__SOURCE EXCERPT__
►
This is a continuation of my Dominaria legends review, part one was all of the mono-colored creatures and legends, and I will finish with multicolor and and artifacts/colorless in this article. In case you need a reminder, these rating are based on EDH/Commander, and also include non-creature legendaries, such as the new legendary sorceries, planeswalkers and on this page, artifacts.
If you’re familiar with LSV’s set reviews on ChannelFireball, I will be using a similar scale to describe the value of the card. 5.0 will be the highest rank, reserved for legends that have strong “enter the battlefield” (ETB) effects or enough impact on the board to win the game within a few turns. A rank of 3-4 will be a strong card, like the new Jhoira, who has a good amount of utility to offer, but can’t win the game on her own. Cards that have a 1 or 2 are unlikely to have enough presence on the board to be worth including, but could still find a home in the right tribal deck or with enough combo pieces.
In the future I may update this section with specific examples of cards I consider a 5, 4, 3, etc., but here we’ll just be moving through multicolor alphabetically, followed by colorless and artifacts.
Wizards are getting some great new tools in Dominaria with legends like Naban and Naru Meha (both mono-blue), and I like that Adeliz takes a bit of a different direction by pushing the tribe into more aggressive territory. While I am wary about any one tribe being able to effectively use any strategy, I think the type of U/R deck Adeliz would fit in requires a delicate balance of creatures and spells. Adeliz very well could make a case for a strong U/R commander with the right support, and her ability to turn your whole board into giants after a few spells each turn makes her a threat at any point in the game.
◄
__WRITTEN EXERCISE 1__
According to the Dominaria legends review, which format are the ratings based on?

__AVAILABLE RECORDS__
►
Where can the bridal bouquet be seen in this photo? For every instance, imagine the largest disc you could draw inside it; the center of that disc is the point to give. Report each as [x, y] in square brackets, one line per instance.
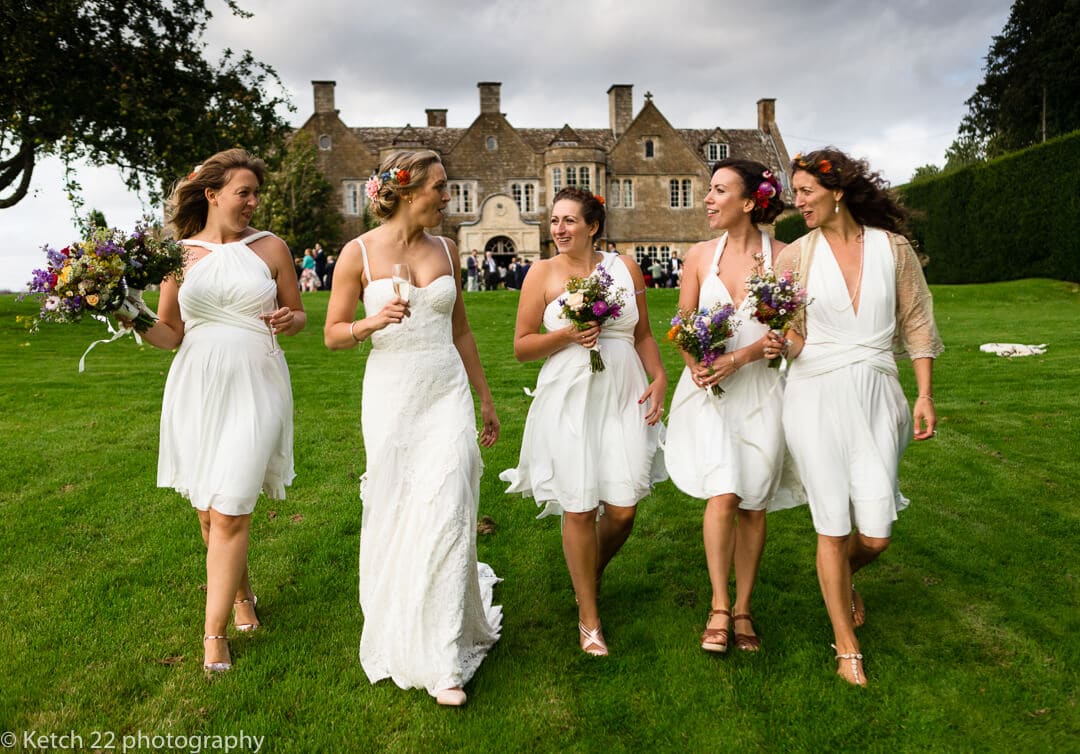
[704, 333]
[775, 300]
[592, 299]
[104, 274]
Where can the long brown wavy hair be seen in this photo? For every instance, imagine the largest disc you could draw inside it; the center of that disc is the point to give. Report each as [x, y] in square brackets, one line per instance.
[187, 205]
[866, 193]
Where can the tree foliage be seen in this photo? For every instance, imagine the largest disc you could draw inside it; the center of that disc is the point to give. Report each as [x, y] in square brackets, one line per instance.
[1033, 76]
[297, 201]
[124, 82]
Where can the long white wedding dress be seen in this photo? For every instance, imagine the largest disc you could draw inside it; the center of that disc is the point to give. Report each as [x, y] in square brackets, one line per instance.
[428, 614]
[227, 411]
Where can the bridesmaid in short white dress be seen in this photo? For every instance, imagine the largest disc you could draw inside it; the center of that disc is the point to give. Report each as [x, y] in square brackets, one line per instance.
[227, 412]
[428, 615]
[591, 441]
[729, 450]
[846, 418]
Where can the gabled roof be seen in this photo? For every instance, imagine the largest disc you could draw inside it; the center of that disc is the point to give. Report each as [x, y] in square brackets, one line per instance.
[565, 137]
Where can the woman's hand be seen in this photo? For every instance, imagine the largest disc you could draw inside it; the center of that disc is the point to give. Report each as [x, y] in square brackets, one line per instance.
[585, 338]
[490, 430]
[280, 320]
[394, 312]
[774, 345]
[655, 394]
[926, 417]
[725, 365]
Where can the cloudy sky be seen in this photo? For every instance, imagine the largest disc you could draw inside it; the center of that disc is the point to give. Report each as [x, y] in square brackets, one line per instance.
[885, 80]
◄
__WRITTEN EXERCISE 2__
Arrange as a numbered list, leaving out blank lines, the part of the records that opens with the line containing "Where can the cloudy" and runs through the end of the records, with both ends included.

__FINAL RESULT 1__
EDH/Commander.

__FINAL RESULT 2__
1. Where can the cloudy sky be seen in this photo? For every instance, imagine the largest disc you could draw inside it; the center of that disc is the point to give. Report each as [x, y] in square brackets, one line per instance.
2. [885, 80]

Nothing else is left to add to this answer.